## INSTRUCTIONS FOR THE TASK:
Could you copy each line of the entries that contains "covered"?

## SOURCE RECORDS:
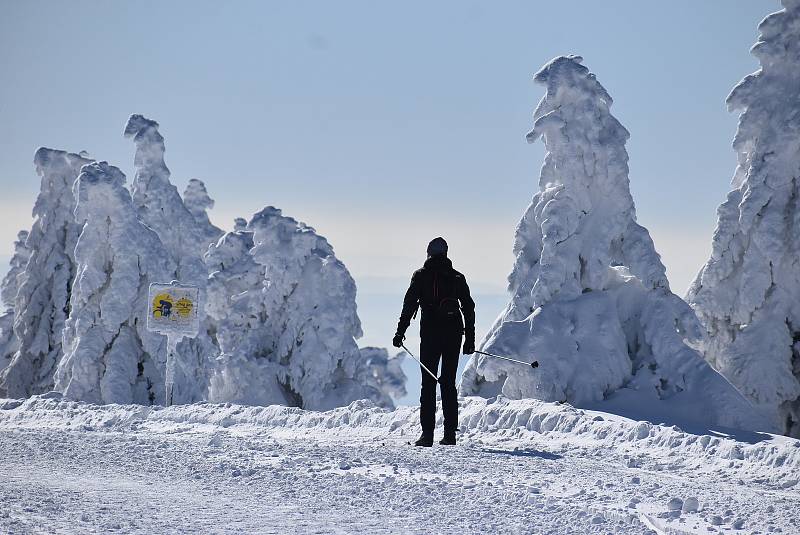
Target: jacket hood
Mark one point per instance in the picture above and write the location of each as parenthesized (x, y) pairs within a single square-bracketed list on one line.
[(438, 263)]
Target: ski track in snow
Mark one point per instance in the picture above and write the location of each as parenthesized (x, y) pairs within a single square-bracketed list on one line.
[(70, 467)]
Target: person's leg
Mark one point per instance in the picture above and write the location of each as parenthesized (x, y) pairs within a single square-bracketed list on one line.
[(429, 351), (451, 350)]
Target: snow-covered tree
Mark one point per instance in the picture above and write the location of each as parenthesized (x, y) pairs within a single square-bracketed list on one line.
[(748, 293), (109, 356), (590, 298), (159, 205), (10, 284), (383, 374), (8, 294), (42, 299), (286, 320), (197, 201)]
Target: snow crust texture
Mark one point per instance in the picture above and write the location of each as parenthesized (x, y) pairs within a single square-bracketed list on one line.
[(748, 293), (590, 298), (521, 466), (286, 321)]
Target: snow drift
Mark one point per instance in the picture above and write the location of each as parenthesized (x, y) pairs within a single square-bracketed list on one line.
[(590, 298), (748, 293), (281, 313), (44, 286)]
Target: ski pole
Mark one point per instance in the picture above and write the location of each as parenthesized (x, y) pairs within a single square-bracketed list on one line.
[(420, 363), (534, 364)]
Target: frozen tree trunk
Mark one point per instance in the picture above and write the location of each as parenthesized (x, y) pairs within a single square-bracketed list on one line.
[(748, 293), (8, 295), (590, 298), (285, 311), (110, 357), (42, 299)]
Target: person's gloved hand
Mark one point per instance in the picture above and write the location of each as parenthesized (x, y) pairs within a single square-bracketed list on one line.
[(469, 347), (397, 341)]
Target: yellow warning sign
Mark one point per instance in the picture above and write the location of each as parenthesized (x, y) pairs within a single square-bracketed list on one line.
[(173, 309), (184, 307)]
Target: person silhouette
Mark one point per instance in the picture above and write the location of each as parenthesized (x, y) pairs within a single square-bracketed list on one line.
[(448, 312)]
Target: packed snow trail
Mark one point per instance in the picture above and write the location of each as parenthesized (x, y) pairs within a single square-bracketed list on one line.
[(521, 467)]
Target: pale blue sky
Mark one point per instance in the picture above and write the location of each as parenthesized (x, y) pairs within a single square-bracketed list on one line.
[(380, 124)]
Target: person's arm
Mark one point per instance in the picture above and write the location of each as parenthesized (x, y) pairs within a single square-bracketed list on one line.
[(410, 304), (468, 310)]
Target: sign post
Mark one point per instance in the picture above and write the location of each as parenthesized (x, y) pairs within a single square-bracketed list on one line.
[(173, 310)]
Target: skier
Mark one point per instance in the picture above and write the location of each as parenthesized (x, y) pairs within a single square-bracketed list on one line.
[(438, 289)]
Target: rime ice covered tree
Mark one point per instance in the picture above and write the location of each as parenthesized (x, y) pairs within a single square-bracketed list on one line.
[(158, 203), (748, 293), (44, 286), (8, 294), (286, 322), (10, 285), (109, 356), (590, 298)]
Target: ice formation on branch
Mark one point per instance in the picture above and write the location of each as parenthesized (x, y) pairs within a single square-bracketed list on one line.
[(10, 284), (590, 298), (42, 299), (286, 321), (8, 294), (197, 201), (110, 357), (161, 208), (748, 293)]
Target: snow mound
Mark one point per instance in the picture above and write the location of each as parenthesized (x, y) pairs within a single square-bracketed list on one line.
[(494, 421), (44, 286), (197, 201), (284, 313), (748, 292), (590, 298)]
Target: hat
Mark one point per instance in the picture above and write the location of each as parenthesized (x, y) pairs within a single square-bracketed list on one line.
[(437, 246)]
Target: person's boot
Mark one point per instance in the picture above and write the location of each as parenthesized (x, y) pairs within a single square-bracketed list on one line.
[(425, 440), (449, 439)]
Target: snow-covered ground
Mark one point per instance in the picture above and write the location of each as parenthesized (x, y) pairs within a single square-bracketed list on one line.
[(522, 466)]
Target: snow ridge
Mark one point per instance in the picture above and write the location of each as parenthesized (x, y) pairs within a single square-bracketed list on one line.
[(44, 287), (110, 357), (748, 292), (8, 294), (590, 298)]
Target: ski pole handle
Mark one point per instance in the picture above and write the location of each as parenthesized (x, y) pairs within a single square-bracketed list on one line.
[(420, 363)]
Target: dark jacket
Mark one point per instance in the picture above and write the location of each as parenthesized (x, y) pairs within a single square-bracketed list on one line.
[(435, 282)]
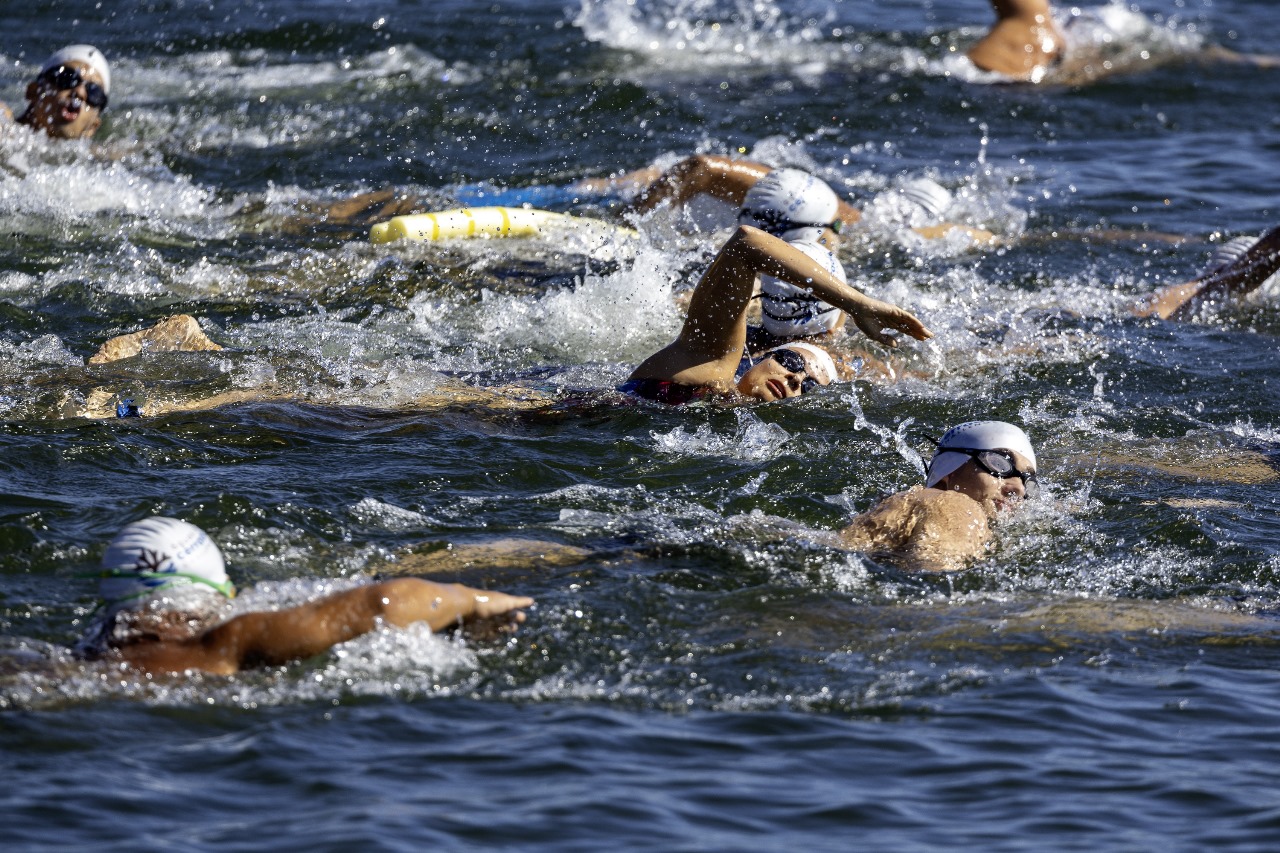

## WRITTEN REPLY:
Target: snow-covered tree
Target: rime ice covered tree
Target: snow-covered ground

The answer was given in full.